== Problem to solve ==
Write out the records below again, line for line, with nothing changed.

== Provided entries ==
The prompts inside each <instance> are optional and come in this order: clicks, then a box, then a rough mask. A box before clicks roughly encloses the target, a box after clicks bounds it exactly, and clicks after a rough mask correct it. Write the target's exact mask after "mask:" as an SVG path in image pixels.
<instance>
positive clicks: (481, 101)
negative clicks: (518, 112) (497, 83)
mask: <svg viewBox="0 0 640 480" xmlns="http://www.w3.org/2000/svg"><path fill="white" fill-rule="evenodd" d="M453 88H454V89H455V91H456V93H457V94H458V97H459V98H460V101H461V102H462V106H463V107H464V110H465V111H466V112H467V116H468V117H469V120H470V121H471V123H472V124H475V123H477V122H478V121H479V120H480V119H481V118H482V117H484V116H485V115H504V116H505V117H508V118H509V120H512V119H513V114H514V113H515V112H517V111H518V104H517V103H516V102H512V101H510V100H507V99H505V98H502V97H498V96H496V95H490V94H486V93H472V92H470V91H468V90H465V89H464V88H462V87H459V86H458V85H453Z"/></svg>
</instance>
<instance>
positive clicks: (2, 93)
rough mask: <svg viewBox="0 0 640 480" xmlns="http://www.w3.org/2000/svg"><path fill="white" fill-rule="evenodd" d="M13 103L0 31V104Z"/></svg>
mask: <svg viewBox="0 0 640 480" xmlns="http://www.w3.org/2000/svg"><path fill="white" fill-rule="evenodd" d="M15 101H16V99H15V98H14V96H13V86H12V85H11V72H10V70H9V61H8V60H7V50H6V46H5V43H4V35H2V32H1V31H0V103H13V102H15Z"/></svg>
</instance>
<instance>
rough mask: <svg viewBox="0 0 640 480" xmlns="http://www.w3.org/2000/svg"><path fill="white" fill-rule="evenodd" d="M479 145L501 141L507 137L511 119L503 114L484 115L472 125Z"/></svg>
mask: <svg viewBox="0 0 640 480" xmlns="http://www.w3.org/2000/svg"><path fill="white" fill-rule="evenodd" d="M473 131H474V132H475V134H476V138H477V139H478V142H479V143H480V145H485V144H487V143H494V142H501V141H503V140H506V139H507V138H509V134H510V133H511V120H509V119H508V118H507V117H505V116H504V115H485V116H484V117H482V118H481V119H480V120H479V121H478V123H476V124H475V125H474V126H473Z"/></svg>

== Answer for this exercise ==
The prompts inside each <instance> are optional and come in this order: clicks, then a box, then a rough mask. A box before clicks roughly encloses the target, a box after clicks bounds it exactly, and clicks after a rough mask correct it. Write the target's exact mask after "mask:" as an SVG path in image pixels.
<instance>
positive clicks: (481, 101)
negative clicks: (518, 112) (497, 83)
mask: <svg viewBox="0 0 640 480" xmlns="http://www.w3.org/2000/svg"><path fill="white" fill-rule="evenodd" d="M453 88H454V89H455V91H456V93H457V94H458V97H459V98H460V101H461V102H462V106H463V107H464V110H465V111H466V112H467V116H468V117H469V120H470V121H471V123H472V124H475V123H477V122H478V121H479V120H480V119H481V118H482V117H484V116H485V115H504V116H505V117H508V118H509V120H512V119H513V114H514V113H515V112H517V111H518V104H517V103H516V102H512V101H510V100H507V99H505V98H502V97H498V96H496V95H490V94H486V93H472V92H470V91H468V90H465V89H464V88H462V87H459V86H458V85H453Z"/></svg>
</instance>
<instance>
positive clicks: (2, 93)
rough mask: <svg viewBox="0 0 640 480" xmlns="http://www.w3.org/2000/svg"><path fill="white" fill-rule="evenodd" d="M13 103L0 31V104Z"/></svg>
mask: <svg viewBox="0 0 640 480" xmlns="http://www.w3.org/2000/svg"><path fill="white" fill-rule="evenodd" d="M15 101H16V99H15V98H14V96H13V86H12V85H11V72H10V70H9V61H8V60H7V50H6V46H5V43H4V35H2V32H1V31H0V103H13V102H15Z"/></svg>
</instance>
<instance>
rough mask: <svg viewBox="0 0 640 480" xmlns="http://www.w3.org/2000/svg"><path fill="white" fill-rule="evenodd" d="M479 145L501 141L507 137L511 119L503 114L484 115L472 125Z"/></svg>
mask: <svg viewBox="0 0 640 480" xmlns="http://www.w3.org/2000/svg"><path fill="white" fill-rule="evenodd" d="M473 131H474V132H475V134H476V138H477V139H478V142H479V143H480V145H485V144H487V143H494V142H501V141H503V140H506V139H507V138H509V134H510V133H511V120H509V119H508V118H507V117H505V116H504V115H485V116H484V117H482V118H481V119H480V120H479V121H478V123H476V124H475V125H474V126H473Z"/></svg>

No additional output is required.